Фрагмент текста –
┌──

Можно увидеть некую параллель между статуей Динократа и проектами, точнее архитектурной графикой, Бруно Таута из цикла «Альпийская архитектура» (1919). Таут рисует купола, арки и мосты из стекла, которые должны превратить горные вершины в произведения фантастического зодчества. Можно еще раз вспомнить Пиранези у Одоевского, распоряжающегося горами, словно беседками в парке, но Таут решительно порывает с архитектурной традицией. Дело даже не в формах, в которых выполнена эта архитектура, — а они вызывают ассоциации скорее с живыми организмами (кораллами, медузами, морскими звездами), но никак не с рукотворными зданиями. Разница между Таутом и всеми его предшественниками заключена в материале, поскольку стеклянная постройка в традиционном восприятии оказывается глубоко противоестественной вещью и даже маркером иного мира (как, например, стеклянная башня на острове Авалон).
Хотя изобретательный льстец Динократ предполагает действовать в посюсторонней реальности, он «увеличивает» Александра едва ли не до размеров мироздания: из микрокосма получается макрокосм. Мы видим, что благожелательный деспот, обнимающий одну из своих Александрий, оказывается вознесен до уровня едва ли не самого Творца. Но человек, претендующий на роль божества, — это титан, то есть чудовище.

└──

Исходные данные –
┌──

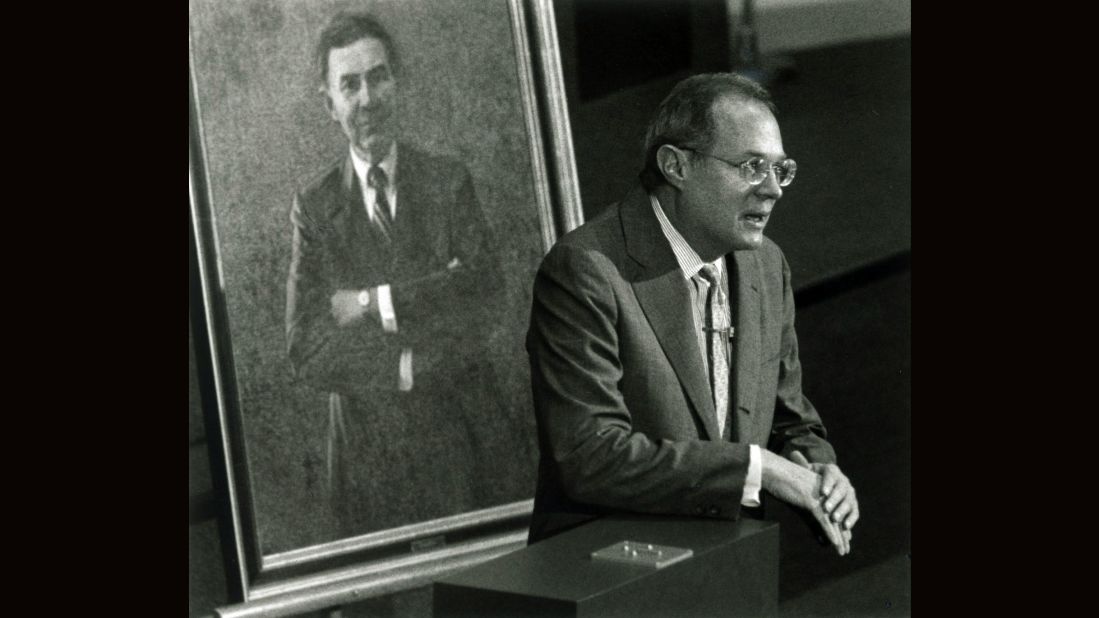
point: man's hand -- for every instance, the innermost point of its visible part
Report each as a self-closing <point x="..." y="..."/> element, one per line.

└──

Задания –
1. Выведите из фрагмента о Динократе и Бруно Тауте отрывок от «Хотя изобретательный льстец» до «то есть чудовище.» без единого изменения.
2. В каком году, согласно фрагменту, создан цикл Бруно Таута «Альпийская архитектура»?

Ответы –
1.
Хотя изобретательный льстец Динократ предполагает действовать в посюсторонней реальности, он «увеличивает» Александра едва ли не до размеров мироздания: из микрокосма получается макрокосм. Мы видим, что благожелательный деспот, обнимающий одну из своих Александрий, оказывается вознесен до уровня едва ли не самого Творца. Но человек, претендующий на роль божества, — это титан, то есть чудовище.

2. В 1919 году.